# TEKS
* * * * *
1.2 Rumusan Masalah 1. Apa Makna Kerja ? 2. Apa Makna Kerja Bagi Manusia ? 3. Apa Makna Kerja Bagi Kehidupan ?
4. Apa Makna Kerja menurut Agama Katholik ? 1.3 Tujuan Pembahasan Tujuan saya membahas “ Makna Kerja Bagi Manusia dan Kehidupan “ tidak lain agar pembaca atau pemerhati bisa lebih tau apa sebenarnya makna dari kita bekerja baik dalam kehidupan kita sebagai manusia biasa dan makhluk ciptaan Tuhan yang paling mulia, Sehingga, kita tidak lagi menyepelekan pekerjaan yang kita tekuni dan menjadikan Firman Tuhan sebagai pedoman dalam melakukan sesuatu.
BAB 2 TINJAUAN PUSTAKA 2.1 Makna Kerja bagi Manusia dan Kehidupan
Makna Kerja bagi Manusia Kerja. Sebuah usaha atau kegiatan yang wajib dilakukan manusia untuk mencapai sebuah hasil. Sejak kecil, manusia sudah dikenalkan pada kegiatan ini, walaupun kegiatan ini tidak berarti “KERJA” pada umumnya. Yang para anak-anak tahu adalah sejauh mereka menggerakkan badan mereka untuk kegiatan yang bermanfaat.Seperti belajar, membantu orang tua atau membantu orang lain. Kerja juga bukanlah kegiatan yang sia-sia. Dengan bekerja, manusia tentunya akan mendapatkan hasil dari kerja yang telah mereka lakukan. Seorang anak yang belajar dengan tekun akan mendapatkan nilai yang bagus. Anak yang membantu orang tuanya atau orang lain akan membuat orang tuanya atau orang lain tersebut senang. Ungkapan rasa senang itu bisa berupa pujian, belaian, atau mungkin hadiah yang berupa materi, contohnya uang atau barang. Kerja yang sebenarnya baru akan dihadapi manusia saat mereka meninggalkan bangku sekolah. Saat itu usi manusia rata-rata berumur 18 tahun. Sebagian ada yang langsung bekerja , sebagian ada yang kuliah dan sebagian lagi ada yang mengambil keduanya (kuliah sambil bekerja atau bekerja sambil kuliah). Dalam bekerja, manusia menemukan dunia baru yaitu mengenai profesional dan komitmen. Mereka juga dituntut untuk serius. Selain hal-hal tersebut, mereka juga akan menemukan teman baru, lingkungan baru dan pengalaman baru. Ketiga hal tersebut juga sangat berpengaruh pada diri tiap manusia. Biasanya mereka akan mengalami perubahan. Entah itu mundur, maju atau tetap. Tetap disini maksudnya perubahan yang berimbang. Entah mundur negatifnya dan maju positfnya atau justru sebaliknya. Semua hal itu bagaimanapun juga membuat manusia semakin berkembang. Itulah efek dari bekerja. Manusia dapat menggali dan semakin tahu potensi dan kualitas yang dimilikinya. Berkembangnya seorang manusia tentunya merupakan suatu hal yang membangakan hingga mereka sedikit melupakan alasan mendasar dari bekerja itu sendiri.
* * * * *
# KUTIPAN CATATAN

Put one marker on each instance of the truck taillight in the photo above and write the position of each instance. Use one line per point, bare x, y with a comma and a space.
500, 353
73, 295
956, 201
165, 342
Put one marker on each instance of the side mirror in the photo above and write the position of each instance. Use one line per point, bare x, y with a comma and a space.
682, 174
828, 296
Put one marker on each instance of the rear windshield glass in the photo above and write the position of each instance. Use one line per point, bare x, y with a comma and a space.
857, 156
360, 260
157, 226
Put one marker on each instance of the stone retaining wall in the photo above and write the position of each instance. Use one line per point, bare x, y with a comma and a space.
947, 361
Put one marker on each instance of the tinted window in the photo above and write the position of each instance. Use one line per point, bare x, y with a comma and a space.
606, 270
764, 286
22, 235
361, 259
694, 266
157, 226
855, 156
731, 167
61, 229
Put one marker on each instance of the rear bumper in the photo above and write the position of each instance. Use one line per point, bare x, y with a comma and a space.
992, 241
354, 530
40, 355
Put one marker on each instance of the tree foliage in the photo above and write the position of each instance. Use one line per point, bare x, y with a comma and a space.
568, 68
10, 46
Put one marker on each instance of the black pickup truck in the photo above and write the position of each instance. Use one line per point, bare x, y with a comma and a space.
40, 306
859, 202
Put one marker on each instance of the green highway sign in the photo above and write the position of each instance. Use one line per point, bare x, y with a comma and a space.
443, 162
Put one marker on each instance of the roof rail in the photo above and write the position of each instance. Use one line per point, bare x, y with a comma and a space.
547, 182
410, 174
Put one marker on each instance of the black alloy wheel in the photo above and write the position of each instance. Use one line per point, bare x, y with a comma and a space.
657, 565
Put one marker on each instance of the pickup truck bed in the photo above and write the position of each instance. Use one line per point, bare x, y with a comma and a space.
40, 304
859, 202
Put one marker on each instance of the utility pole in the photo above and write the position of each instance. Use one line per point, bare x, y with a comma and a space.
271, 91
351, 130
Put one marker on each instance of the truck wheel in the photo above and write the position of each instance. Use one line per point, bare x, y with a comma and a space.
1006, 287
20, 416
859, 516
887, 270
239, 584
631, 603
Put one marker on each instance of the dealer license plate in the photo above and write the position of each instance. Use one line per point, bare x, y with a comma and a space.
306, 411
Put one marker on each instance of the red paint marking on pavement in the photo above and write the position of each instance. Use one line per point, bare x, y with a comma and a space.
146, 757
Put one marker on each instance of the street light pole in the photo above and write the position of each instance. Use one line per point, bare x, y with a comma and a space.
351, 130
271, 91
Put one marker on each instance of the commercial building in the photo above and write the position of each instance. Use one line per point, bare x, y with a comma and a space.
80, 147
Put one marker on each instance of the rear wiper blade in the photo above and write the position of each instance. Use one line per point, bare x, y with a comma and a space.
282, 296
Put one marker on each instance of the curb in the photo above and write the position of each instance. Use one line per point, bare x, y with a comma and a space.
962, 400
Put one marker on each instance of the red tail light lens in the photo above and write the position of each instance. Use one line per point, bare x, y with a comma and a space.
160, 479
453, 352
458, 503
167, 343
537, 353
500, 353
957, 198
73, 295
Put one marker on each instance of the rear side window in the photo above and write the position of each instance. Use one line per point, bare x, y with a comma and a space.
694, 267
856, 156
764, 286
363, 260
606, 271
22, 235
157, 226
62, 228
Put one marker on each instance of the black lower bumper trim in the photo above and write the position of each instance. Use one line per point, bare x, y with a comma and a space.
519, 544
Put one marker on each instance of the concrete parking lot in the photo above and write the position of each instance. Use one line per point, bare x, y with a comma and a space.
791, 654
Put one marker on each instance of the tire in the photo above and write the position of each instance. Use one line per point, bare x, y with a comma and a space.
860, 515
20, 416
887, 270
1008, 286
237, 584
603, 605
* * * * *
# DAFTAR TUGAS
1. Tuliskan bagian teks tentang makna kerja di antara "4. Apa Makna" dan "dalam melakukan sesuatu.", termasuk kedua bagian itu.
2. Teruskan teks tentang makna kerja bagi manusia, dimulai tepat setelah kalimat terakhirnya.

# HASIL PER TUGAS
1.
4. Apa Makna Kerja menurut Agama Katholik ? 1.3 Tujuan Pembahasan Tujuan saya membahas “ Makna Kerja Bagi Manusia dan Kehidupan “ tidak lain agar pembaca atau pemerhati bisa lebih tau apa sebenarnya makna dari kita bekerja baik dalam kehidupan kita sebagai manusia biasa dan makhluk ciptaan Tuhan yang paling mulia, Sehingga, kita tidak lagi menyepelekan pekerjaan yang kita tekuni dan menjadikan Firman Tuhan sebagai pedoman dalam melakukan sesuatu.

2.
Makna Kerja bagi Kehidupan Manusia Secara singkat Magnis Suseno menegaskan, bahwa ada tiga fungsi kerja, yakni fungsi reproduksi material, integrasi sosial, dan pengembangan diri. Yang pertama, dengan bekerja manusia bisa memenuhi kebutuhannya. Yang kedua dengan bekerja manusia mendapatkan status di masyarakat. Ia dipandang sebagai warga yang bermanfaat. Dan yang ketiga dengan bekerja manusia mampu secara kreatif menciptakan dan mengembangkan dirinya.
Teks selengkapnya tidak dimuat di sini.